Will you quote only the lines starting at the one that contains "the white chalk" and ending with the last line of the listing below, inclusive?
###
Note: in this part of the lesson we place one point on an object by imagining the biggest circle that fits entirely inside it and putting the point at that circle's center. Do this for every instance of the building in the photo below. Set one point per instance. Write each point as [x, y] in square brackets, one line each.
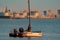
[58, 13]
[33, 14]
[50, 14]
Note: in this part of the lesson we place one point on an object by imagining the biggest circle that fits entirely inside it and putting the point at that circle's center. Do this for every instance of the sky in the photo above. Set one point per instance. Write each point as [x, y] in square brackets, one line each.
[20, 5]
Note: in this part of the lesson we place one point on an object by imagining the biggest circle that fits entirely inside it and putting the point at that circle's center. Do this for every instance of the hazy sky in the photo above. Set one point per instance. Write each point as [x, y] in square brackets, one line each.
[21, 5]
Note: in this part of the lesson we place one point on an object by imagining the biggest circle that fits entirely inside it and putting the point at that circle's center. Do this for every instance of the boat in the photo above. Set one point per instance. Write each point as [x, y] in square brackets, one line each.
[27, 33]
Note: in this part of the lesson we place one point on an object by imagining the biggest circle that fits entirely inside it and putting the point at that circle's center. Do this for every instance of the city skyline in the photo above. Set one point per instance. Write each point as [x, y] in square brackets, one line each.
[20, 5]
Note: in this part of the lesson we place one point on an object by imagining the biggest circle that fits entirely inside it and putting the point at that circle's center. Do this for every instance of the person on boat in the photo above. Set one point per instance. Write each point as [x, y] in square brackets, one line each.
[15, 32]
[21, 30]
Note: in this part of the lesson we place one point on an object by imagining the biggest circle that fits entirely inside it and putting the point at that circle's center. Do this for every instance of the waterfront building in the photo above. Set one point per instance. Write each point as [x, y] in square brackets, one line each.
[33, 14]
[50, 14]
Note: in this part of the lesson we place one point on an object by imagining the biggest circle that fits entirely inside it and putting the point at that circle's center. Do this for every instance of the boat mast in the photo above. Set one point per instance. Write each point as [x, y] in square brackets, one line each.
[29, 12]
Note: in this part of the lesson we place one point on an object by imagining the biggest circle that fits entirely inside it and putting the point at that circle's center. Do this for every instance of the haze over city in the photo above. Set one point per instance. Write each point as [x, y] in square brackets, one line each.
[20, 5]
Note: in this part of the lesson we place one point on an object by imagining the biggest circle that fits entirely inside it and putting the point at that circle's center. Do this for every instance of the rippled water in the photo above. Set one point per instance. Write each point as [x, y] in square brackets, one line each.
[49, 27]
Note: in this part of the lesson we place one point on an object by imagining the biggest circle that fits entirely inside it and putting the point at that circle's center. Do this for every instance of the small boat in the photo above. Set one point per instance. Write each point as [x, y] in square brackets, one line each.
[26, 34]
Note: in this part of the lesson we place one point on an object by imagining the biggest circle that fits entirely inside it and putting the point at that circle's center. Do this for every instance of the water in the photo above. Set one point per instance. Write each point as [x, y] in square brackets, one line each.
[49, 27]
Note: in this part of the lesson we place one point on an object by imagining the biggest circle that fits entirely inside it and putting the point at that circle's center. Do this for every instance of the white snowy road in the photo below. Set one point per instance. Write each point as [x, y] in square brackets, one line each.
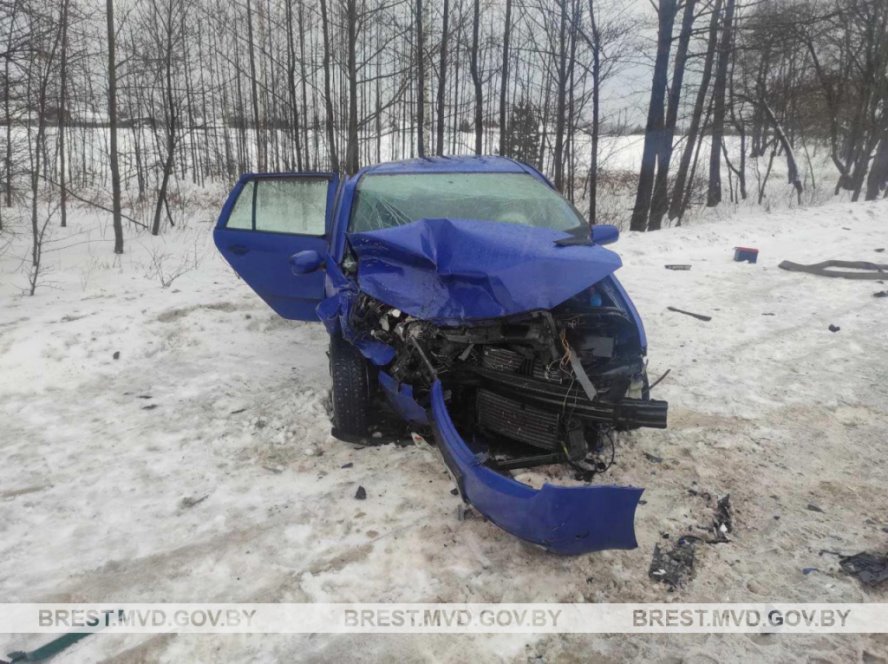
[215, 399]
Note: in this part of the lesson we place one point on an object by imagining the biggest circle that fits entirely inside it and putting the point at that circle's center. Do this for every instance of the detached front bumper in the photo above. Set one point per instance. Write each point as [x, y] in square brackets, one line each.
[565, 520]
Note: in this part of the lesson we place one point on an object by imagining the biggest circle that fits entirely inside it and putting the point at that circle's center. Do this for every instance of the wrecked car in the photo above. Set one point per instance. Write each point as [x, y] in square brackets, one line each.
[476, 300]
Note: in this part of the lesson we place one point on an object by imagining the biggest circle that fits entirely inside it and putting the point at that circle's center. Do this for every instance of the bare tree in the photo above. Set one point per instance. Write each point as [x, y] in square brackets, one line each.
[112, 127]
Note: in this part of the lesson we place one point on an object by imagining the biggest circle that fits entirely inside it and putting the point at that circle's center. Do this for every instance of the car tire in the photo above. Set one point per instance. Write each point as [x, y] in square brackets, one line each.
[351, 389]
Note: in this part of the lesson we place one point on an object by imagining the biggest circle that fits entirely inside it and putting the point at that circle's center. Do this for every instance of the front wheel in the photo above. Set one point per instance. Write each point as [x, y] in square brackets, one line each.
[351, 389]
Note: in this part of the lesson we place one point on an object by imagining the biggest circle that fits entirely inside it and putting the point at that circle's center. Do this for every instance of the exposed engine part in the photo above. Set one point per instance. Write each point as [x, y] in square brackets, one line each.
[558, 380]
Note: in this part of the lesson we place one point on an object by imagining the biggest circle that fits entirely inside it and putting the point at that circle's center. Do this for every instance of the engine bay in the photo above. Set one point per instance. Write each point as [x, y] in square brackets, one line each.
[539, 388]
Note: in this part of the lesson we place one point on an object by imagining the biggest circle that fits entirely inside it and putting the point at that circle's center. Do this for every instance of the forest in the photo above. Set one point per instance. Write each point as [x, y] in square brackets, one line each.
[132, 107]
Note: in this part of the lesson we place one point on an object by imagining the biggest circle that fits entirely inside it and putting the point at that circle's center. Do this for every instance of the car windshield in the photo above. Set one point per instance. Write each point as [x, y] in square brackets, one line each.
[384, 201]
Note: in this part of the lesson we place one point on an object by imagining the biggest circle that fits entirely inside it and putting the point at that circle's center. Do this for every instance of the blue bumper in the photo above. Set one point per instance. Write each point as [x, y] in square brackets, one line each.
[565, 520]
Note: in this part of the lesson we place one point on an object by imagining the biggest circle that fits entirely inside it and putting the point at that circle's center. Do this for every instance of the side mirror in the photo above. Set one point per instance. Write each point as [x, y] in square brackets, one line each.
[305, 262]
[605, 234]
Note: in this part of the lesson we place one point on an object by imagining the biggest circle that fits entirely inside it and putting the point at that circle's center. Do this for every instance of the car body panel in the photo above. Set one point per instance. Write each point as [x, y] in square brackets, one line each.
[565, 520]
[261, 258]
[499, 270]
[453, 271]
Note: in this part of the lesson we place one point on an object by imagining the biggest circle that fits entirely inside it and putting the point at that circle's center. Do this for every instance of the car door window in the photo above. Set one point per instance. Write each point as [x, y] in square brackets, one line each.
[294, 206]
[242, 213]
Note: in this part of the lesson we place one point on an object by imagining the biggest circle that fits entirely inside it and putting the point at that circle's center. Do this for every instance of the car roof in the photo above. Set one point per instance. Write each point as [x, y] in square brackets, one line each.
[455, 164]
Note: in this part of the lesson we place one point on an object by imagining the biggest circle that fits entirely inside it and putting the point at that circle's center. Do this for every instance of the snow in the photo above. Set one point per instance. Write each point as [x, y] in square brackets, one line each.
[214, 395]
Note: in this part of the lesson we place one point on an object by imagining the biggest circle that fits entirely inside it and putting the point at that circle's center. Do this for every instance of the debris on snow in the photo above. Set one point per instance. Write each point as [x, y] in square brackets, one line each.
[675, 566]
[724, 520]
[705, 319]
[191, 501]
[870, 568]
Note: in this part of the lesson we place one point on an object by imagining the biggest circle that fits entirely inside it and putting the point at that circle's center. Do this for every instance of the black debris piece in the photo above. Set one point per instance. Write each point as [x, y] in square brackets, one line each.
[674, 566]
[659, 380]
[870, 568]
[705, 319]
[724, 519]
[191, 501]
[855, 269]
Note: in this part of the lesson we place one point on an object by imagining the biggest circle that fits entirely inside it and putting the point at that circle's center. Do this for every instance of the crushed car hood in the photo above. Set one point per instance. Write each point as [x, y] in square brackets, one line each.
[449, 271]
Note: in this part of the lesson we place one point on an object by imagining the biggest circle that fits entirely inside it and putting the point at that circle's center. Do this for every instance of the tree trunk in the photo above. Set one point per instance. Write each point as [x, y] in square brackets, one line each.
[655, 119]
[261, 147]
[442, 80]
[328, 99]
[112, 122]
[420, 79]
[63, 94]
[504, 81]
[291, 86]
[352, 158]
[476, 78]
[660, 198]
[713, 196]
[679, 200]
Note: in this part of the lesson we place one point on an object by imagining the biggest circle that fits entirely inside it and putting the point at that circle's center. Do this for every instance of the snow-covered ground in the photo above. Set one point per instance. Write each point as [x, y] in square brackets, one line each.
[214, 397]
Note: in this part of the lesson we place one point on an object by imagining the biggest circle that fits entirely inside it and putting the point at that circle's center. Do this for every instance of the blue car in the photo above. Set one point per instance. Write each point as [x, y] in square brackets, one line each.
[472, 299]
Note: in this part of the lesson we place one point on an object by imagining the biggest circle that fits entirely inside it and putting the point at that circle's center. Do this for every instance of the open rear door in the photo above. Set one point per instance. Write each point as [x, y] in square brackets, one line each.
[268, 219]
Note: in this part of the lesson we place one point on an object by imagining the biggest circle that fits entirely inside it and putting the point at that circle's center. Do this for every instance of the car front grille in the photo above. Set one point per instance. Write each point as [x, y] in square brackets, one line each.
[516, 420]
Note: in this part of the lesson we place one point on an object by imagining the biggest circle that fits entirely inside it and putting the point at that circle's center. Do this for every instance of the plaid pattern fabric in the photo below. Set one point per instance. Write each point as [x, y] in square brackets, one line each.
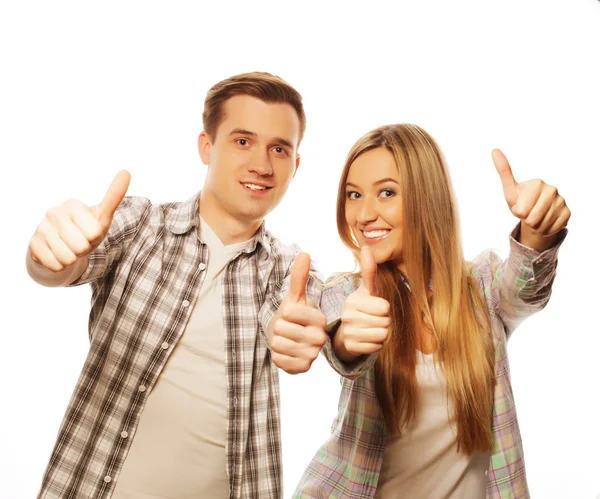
[348, 464]
[145, 277]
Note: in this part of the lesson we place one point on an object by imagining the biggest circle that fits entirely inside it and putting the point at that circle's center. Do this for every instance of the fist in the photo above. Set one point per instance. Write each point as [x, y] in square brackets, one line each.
[73, 229]
[541, 209]
[299, 327]
[366, 318]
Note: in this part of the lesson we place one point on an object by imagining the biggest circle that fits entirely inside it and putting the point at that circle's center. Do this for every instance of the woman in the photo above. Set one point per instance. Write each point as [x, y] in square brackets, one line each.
[426, 409]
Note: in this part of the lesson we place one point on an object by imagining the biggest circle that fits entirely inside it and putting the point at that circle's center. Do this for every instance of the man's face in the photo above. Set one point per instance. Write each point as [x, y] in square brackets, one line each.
[252, 158]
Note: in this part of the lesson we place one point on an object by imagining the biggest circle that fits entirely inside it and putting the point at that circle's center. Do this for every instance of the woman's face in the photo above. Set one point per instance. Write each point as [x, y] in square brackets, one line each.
[374, 210]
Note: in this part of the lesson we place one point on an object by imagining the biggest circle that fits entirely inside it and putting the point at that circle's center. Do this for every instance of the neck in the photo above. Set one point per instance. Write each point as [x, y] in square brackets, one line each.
[229, 229]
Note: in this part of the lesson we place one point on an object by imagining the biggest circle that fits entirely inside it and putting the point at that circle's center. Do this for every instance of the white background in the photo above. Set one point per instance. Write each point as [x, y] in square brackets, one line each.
[88, 88]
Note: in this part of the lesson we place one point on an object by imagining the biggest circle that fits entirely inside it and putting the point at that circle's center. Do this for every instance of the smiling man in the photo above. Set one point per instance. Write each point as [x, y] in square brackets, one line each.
[179, 396]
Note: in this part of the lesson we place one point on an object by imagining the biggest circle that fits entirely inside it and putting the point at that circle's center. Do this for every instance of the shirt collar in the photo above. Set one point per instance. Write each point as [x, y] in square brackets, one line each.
[185, 217]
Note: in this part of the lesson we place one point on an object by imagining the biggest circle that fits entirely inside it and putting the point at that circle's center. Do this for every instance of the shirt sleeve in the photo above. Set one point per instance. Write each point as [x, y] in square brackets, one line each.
[520, 285]
[335, 292]
[124, 227]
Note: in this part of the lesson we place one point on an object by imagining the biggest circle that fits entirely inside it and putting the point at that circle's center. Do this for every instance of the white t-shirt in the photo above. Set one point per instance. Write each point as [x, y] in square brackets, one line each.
[423, 462]
[178, 450]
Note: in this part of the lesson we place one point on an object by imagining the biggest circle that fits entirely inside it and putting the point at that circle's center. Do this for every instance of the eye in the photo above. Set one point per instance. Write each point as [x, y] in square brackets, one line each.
[387, 193]
[280, 150]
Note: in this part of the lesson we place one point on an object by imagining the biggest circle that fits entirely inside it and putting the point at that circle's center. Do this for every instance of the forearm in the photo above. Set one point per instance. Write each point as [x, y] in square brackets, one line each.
[49, 278]
[535, 241]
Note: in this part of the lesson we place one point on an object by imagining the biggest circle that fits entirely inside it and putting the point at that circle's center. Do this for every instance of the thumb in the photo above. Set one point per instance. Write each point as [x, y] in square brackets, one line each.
[113, 197]
[509, 184]
[368, 269]
[299, 277]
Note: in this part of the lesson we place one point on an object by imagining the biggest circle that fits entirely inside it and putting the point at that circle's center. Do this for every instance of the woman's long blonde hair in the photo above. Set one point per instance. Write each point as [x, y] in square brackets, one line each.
[458, 316]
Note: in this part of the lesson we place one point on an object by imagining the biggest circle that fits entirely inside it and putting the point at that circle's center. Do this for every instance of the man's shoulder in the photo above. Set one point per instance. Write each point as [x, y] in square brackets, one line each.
[279, 249]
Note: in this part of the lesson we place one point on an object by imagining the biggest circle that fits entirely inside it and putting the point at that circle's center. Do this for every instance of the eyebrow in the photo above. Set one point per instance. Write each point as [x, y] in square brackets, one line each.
[276, 140]
[382, 181]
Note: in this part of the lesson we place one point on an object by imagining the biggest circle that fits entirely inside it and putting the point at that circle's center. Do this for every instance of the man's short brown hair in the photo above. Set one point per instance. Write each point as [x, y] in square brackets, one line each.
[263, 86]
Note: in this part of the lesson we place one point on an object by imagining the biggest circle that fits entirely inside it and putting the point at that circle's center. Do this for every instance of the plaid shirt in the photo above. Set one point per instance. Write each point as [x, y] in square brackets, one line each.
[145, 277]
[349, 463]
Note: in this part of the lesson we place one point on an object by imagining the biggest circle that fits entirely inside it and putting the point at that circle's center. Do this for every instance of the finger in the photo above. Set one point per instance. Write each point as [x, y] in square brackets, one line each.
[560, 223]
[58, 248]
[543, 208]
[529, 193]
[299, 334]
[368, 270]
[285, 346]
[83, 217]
[374, 305]
[304, 315]
[73, 237]
[509, 184]
[113, 197]
[299, 277]
[41, 254]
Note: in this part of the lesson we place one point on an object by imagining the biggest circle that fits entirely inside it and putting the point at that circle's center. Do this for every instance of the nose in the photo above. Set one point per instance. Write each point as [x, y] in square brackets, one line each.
[261, 164]
[366, 212]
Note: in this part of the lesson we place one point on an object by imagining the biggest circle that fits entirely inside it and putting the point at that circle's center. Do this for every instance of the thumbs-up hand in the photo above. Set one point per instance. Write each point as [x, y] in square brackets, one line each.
[73, 229]
[298, 331]
[542, 211]
[366, 317]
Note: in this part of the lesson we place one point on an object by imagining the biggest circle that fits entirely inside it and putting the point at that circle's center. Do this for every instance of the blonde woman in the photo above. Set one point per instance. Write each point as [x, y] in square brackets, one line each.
[420, 337]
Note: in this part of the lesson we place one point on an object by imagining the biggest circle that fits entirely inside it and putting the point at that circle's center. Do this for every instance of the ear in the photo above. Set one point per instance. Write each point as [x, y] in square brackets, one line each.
[297, 165]
[204, 145]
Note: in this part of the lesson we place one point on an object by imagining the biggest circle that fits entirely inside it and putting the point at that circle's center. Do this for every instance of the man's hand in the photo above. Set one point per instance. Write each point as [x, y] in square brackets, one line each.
[73, 229]
[298, 331]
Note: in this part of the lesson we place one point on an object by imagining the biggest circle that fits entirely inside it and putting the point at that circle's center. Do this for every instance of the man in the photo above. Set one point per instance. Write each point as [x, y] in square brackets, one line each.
[178, 396]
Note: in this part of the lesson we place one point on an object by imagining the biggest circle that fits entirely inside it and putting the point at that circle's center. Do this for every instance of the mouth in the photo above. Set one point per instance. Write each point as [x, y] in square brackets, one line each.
[376, 235]
[258, 189]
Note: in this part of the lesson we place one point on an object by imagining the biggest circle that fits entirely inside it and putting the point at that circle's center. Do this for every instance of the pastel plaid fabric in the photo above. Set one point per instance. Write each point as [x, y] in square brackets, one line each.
[349, 463]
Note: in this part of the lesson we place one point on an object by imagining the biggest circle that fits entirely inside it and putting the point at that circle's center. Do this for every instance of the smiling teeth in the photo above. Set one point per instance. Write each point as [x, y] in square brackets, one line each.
[375, 233]
[255, 187]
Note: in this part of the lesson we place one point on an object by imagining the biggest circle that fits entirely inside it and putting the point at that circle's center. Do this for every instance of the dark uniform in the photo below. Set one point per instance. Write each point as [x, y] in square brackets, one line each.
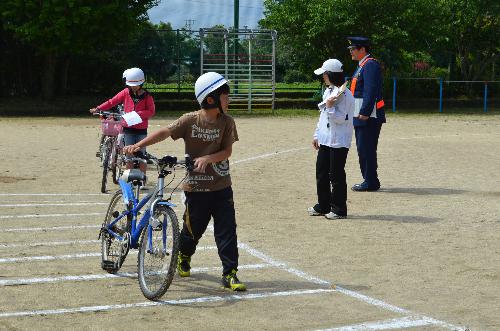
[366, 86]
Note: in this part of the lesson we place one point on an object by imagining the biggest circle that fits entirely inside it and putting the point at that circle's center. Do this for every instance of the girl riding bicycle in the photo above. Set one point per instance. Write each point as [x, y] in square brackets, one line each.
[138, 106]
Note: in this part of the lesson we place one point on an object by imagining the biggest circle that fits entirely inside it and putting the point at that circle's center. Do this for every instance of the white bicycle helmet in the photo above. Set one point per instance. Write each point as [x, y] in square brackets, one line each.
[124, 76]
[134, 77]
[207, 83]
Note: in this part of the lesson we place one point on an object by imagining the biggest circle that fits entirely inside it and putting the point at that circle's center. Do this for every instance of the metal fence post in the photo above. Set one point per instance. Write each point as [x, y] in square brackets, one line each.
[393, 94]
[485, 97]
[440, 95]
[178, 63]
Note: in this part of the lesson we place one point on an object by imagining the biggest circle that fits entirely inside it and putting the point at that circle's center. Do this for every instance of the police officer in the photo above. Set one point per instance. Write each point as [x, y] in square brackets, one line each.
[366, 86]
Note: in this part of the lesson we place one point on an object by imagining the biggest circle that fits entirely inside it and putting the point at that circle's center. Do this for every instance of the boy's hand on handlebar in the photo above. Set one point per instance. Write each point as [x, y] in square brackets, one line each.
[131, 149]
[200, 164]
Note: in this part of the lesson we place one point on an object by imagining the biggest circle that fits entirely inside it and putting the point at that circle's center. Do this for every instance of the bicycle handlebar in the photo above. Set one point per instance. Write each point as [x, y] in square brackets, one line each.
[165, 161]
[116, 116]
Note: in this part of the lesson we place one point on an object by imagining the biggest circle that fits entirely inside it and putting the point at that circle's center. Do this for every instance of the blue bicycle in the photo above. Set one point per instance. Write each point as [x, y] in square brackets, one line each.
[156, 234]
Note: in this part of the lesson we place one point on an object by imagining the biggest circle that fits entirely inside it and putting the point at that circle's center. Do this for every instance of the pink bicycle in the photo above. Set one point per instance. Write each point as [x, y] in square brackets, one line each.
[110, 147]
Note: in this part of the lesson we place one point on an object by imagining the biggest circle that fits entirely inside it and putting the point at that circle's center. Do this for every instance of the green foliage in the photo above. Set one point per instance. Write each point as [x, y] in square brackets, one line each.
[293, 76]
[407, 36]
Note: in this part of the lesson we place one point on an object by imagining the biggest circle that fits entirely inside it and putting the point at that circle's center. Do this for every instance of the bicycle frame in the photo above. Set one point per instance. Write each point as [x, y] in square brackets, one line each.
[129, 198]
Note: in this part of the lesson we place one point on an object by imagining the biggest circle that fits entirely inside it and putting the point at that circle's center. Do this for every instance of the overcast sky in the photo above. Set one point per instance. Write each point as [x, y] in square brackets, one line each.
[206, 13]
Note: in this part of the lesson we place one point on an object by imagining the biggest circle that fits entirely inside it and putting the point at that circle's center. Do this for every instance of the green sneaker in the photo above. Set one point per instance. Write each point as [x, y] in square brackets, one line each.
[184, 265]
[232, 282]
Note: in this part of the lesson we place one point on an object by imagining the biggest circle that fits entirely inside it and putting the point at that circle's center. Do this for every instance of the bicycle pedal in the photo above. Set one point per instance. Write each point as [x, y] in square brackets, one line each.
[108, 265]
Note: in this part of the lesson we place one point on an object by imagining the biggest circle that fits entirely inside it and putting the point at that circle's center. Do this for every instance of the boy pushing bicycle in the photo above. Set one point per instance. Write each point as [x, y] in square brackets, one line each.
[208, 134]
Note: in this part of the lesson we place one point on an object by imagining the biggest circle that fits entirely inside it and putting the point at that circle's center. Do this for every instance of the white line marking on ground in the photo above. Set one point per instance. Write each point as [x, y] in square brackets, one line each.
[54, 204]
[51, 243]
[54, 194]
[258, 254]
[210, 299]
[26, 281]
[281, 265]
[353, 294]
[396, 323]
[55, 228]
[48, 215]
[268, 155]
[69, 256]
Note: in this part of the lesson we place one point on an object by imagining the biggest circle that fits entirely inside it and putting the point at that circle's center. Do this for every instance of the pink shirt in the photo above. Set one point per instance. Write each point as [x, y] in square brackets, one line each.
[145, 108]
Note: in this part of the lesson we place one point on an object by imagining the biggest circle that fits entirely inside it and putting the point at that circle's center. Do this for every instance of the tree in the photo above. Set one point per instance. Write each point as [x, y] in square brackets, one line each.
[58, 29]
[472, 34]
[312, 31]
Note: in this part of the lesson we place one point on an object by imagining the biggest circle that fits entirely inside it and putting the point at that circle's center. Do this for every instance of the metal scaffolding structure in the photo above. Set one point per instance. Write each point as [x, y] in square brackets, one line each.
[247, 58]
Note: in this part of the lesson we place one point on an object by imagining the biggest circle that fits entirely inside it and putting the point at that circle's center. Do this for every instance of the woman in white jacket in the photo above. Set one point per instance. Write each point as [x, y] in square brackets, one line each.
[332, 139]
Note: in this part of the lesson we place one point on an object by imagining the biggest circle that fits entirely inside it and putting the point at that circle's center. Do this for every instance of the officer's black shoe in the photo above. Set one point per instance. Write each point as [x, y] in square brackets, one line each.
[363, 187]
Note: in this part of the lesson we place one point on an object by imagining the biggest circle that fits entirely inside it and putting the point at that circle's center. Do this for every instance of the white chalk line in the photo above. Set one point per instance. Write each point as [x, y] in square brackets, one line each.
[352, 294]
[54, 228]
[208, 299]
[54, 194]
[71, 256]
[54, 204]
[268, 155]
[396, 323]
[49, 215]
[50, 243]
[304, 275]
[91, 277]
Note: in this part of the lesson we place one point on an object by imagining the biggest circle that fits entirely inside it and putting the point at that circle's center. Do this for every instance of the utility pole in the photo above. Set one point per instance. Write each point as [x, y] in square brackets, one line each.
[236, 27]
###
--- SOLVED EXERCISE ---
Note: in this part of the lesson we place one point on an object by imagining the biggest circle that fits entirely inside it and putting the point at that circle's center. Do this for every instance of the white chalk line in the photo above. Set one point per instance. Write each point as [x, y] in square brackets, one line each.
[352, 294]
[54, 228]
[208, 299]
[54, 194]
[71, 256]
[54, 204]
[268, 155]
[396, 323]
[49, 215]
[50, 243]
[304, 275]
[91, 277]
Note: in this part of the lesson we place one point on an object by imagining the biggest circle that fits entirely inside it and putting the point at that circle's center. Do this for every instance of the utility pole in the photo above. Set one point per instance. Write each point as [x, y] in square brackets, one line each.
[236, 27]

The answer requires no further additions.